## EXERCISE DESCRIPTION
From the line that includes "target | door of building" to the last line of the data, quote each line precisely; both boundary lines belong in the answer.

## LISTED RECORDS
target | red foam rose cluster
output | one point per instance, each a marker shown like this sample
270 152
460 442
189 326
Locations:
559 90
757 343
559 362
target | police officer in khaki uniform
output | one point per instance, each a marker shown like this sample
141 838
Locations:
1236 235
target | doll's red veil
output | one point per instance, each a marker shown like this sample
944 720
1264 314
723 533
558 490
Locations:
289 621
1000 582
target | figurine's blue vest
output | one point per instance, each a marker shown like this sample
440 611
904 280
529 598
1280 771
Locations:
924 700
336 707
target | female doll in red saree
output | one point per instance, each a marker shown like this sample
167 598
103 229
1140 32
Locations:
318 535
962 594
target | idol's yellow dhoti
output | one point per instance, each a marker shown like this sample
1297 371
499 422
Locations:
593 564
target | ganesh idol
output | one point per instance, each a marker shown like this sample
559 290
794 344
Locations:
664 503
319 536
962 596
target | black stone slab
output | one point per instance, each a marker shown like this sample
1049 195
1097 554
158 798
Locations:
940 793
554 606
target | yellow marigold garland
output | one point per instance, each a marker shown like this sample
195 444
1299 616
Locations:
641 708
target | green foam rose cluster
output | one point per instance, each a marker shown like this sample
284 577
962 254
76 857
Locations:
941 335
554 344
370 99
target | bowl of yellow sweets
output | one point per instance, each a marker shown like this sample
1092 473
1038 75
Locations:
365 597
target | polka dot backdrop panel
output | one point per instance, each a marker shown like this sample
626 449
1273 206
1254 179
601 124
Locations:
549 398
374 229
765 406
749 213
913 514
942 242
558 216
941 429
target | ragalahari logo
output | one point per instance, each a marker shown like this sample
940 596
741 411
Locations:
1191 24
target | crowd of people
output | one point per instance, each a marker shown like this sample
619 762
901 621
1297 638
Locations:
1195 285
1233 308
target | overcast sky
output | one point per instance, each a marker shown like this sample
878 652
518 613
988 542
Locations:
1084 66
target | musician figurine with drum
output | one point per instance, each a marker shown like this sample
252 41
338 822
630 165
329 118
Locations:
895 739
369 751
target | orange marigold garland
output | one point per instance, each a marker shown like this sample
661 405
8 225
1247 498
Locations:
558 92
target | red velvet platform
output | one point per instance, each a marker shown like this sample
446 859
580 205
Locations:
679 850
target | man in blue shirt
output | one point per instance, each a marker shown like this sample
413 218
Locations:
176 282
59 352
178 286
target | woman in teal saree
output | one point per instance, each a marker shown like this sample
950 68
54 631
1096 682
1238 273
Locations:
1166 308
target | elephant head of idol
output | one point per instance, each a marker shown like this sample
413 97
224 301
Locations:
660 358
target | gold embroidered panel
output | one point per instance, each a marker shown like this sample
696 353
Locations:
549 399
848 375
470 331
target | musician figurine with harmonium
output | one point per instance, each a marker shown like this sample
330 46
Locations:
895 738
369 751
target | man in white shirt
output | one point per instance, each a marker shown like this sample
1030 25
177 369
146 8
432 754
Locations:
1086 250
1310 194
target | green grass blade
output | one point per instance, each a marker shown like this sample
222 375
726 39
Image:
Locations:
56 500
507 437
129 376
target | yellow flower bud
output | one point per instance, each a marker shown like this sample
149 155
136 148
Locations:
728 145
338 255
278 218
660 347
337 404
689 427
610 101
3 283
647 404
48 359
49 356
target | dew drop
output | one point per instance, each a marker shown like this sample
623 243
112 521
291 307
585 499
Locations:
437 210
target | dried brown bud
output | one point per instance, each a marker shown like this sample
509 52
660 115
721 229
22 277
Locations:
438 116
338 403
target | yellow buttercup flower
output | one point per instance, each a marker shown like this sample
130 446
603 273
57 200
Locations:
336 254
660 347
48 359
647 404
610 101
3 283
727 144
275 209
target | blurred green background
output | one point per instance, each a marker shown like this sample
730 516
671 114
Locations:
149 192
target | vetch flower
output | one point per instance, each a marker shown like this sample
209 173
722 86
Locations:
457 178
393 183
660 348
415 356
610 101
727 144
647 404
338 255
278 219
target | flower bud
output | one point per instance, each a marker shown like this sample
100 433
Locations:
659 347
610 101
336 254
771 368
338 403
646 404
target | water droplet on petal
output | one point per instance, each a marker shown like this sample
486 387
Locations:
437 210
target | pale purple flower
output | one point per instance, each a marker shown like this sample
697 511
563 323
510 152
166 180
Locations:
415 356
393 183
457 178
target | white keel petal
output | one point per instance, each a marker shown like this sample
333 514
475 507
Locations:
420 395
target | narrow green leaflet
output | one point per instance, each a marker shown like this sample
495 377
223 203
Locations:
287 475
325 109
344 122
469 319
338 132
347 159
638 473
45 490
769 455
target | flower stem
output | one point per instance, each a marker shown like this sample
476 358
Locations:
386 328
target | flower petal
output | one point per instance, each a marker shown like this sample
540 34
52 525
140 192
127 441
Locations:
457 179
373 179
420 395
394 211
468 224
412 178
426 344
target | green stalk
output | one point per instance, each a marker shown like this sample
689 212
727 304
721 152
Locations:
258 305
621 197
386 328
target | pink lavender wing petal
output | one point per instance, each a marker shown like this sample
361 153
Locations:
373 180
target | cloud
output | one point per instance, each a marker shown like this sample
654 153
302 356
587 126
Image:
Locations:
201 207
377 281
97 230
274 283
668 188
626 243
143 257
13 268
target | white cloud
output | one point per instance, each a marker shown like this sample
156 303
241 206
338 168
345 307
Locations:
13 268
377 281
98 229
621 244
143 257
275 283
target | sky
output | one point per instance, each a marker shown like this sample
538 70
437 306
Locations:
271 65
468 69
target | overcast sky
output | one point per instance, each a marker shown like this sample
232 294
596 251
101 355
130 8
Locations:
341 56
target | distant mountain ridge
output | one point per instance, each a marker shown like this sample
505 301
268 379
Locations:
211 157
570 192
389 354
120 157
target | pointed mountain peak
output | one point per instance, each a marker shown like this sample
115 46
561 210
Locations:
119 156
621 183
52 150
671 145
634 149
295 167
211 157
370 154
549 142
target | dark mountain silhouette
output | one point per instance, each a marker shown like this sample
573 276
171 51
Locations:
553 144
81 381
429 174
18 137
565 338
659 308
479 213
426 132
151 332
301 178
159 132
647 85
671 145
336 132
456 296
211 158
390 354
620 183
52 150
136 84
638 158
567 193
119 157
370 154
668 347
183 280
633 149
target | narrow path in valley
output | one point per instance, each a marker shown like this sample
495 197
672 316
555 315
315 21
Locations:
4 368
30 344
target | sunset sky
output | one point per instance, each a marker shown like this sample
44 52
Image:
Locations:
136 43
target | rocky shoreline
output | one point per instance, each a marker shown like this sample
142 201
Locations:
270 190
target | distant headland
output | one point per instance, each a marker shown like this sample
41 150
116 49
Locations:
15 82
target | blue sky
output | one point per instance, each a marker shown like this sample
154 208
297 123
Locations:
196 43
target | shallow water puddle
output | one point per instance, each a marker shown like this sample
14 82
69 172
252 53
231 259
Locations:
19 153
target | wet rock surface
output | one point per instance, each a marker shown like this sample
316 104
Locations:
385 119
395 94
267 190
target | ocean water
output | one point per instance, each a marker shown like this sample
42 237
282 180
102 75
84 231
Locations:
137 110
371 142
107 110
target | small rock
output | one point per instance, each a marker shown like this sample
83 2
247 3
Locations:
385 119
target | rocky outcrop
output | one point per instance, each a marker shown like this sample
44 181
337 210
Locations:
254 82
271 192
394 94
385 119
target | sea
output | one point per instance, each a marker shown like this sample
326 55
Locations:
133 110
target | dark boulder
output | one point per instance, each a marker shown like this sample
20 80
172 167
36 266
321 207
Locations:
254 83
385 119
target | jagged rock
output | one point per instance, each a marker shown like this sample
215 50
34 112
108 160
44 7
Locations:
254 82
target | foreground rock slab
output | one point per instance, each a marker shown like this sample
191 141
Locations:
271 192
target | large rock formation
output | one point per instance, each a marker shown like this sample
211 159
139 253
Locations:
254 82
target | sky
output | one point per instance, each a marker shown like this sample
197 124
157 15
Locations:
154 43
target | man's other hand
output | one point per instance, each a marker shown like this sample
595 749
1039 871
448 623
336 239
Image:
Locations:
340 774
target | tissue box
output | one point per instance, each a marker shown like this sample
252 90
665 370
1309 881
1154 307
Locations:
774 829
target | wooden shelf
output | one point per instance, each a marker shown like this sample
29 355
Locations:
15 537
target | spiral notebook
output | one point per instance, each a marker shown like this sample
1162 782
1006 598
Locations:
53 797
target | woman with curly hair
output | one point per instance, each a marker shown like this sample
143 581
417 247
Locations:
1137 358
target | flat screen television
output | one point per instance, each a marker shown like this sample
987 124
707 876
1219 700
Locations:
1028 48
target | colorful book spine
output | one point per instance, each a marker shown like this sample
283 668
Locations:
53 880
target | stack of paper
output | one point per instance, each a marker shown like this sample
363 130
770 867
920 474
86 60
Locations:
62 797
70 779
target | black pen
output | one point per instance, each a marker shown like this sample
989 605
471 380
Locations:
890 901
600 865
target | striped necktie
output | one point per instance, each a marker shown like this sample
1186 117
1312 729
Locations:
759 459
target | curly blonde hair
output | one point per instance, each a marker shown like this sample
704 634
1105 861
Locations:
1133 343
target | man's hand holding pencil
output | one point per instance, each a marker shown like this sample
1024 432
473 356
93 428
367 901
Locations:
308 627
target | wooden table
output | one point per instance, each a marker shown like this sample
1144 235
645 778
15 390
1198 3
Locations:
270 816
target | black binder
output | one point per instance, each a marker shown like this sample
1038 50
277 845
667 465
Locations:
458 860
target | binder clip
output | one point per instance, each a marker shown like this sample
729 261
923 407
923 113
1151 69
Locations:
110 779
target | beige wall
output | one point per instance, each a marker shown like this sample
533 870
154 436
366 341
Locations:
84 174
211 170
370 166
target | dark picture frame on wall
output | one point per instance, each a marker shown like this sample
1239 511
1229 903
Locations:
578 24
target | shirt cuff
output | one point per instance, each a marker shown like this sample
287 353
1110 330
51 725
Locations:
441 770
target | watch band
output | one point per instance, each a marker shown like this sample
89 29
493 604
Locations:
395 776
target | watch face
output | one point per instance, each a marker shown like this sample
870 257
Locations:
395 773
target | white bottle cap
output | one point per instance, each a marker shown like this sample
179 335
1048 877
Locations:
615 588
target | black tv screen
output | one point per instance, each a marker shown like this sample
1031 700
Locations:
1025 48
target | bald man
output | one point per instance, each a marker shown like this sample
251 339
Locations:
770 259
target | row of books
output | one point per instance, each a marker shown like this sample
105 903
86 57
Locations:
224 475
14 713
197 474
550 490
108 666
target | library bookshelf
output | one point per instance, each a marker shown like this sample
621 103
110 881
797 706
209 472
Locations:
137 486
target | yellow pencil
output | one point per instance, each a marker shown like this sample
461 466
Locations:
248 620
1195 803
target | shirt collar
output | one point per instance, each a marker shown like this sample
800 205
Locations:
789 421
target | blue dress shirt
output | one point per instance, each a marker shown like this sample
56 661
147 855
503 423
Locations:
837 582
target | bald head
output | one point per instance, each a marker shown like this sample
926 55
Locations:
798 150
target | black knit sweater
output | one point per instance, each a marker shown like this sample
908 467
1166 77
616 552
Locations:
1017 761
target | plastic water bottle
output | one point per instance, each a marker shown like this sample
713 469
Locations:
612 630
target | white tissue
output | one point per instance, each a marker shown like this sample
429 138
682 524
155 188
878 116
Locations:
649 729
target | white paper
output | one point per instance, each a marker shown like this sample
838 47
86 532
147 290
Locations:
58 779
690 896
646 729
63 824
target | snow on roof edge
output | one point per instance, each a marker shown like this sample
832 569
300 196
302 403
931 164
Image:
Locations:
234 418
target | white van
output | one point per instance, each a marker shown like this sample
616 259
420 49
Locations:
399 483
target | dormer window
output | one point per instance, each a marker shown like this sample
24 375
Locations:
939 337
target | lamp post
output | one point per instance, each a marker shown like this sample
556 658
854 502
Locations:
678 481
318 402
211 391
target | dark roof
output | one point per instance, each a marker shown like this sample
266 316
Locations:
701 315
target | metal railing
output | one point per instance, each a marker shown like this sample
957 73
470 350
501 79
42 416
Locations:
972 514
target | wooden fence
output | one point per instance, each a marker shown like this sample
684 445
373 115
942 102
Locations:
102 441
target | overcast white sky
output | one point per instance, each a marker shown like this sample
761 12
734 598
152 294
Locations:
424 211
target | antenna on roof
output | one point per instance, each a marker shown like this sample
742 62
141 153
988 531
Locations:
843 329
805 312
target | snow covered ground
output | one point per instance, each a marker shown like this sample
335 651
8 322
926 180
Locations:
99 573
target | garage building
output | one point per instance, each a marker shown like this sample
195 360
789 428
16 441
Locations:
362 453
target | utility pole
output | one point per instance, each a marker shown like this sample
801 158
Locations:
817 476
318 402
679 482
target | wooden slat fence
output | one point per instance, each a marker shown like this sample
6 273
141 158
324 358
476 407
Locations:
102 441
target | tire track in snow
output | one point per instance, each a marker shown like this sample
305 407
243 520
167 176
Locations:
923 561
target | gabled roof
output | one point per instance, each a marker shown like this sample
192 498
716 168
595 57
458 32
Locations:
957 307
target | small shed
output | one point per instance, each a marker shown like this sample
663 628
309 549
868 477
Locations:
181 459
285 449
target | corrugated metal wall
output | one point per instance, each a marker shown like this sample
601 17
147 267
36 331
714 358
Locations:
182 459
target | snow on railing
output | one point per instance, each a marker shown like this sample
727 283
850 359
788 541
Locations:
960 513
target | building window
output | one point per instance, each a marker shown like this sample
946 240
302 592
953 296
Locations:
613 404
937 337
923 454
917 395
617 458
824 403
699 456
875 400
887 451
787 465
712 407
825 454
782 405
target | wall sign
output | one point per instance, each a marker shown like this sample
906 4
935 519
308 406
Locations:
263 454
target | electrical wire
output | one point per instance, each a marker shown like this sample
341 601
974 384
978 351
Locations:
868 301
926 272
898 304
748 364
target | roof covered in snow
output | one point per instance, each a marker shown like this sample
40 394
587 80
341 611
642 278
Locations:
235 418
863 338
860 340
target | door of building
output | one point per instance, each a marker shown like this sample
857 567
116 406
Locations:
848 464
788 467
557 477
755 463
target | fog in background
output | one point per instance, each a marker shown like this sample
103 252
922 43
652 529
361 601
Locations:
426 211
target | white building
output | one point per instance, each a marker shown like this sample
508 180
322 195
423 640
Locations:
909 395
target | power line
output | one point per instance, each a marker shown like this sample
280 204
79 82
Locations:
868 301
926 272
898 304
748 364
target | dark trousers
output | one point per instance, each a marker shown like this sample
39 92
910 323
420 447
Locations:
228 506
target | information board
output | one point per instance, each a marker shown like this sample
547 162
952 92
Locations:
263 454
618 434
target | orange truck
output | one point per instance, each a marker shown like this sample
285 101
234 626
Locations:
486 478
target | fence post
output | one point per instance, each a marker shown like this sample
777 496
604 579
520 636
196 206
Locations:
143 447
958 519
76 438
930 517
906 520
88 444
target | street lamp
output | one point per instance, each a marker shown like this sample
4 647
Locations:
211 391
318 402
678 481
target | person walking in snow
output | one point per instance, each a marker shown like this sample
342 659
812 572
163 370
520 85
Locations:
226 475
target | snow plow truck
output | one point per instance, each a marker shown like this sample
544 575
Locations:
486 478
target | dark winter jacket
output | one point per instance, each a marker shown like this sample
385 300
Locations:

## ANSWER TO THIS PROBLEM
target | door of building
output | one point per instance, each a marker shown like this sample
857 567
116 406
Locations:
848 464
788 467
557 477
755 463
target | fog in background
output | one point per instance, each a marker shown like this sample
103 252
922 43
652 529
361 601
Locations:
426 211
target | white building
output | one point per instance, each a marker shown like this sample
508 180
322 195
423 640
Locations:
909 395
target | power line
output | one point per instance, each a marker shown like this sample
280 204
79 82
Locations:
868 301
926 272
898 304
748 364
target | dark trousers
output | one point per instance, each a marker shown like this sample
39 92
910 323
420 447
Locations:
228 506
target | information board
output | one point per instance, each a marker shown like this sample
547 162
952 92
Locations:
263 454
618 434
target | orange truck
output | one point per instance, each a marker shown like this sample
285 101
234 626
Locations:
486 478
target | fence post
output | one point per instance, each a marker shown like this sample
777 496
604 579
520 636
196 206
Locations:
143 447
958 519
76 438
930 517
906 520
88 444
target | street lamp
output | one point per instance, each a marker shown like this sample
4 647
Locations:
211 391
318 402
678 481
target | person walking in snow
output | one point per instance, each a marker shown like this sample
342 659
812 572
163 370
520 85
Locations:
226 475
target | snow plow truck
output | one point per instance, each a marker shown like this sample
544 575
Locations:
486 478
target | dark winter jacket
output | one point per instance, each a marker shown like this sample
385 300
Locations:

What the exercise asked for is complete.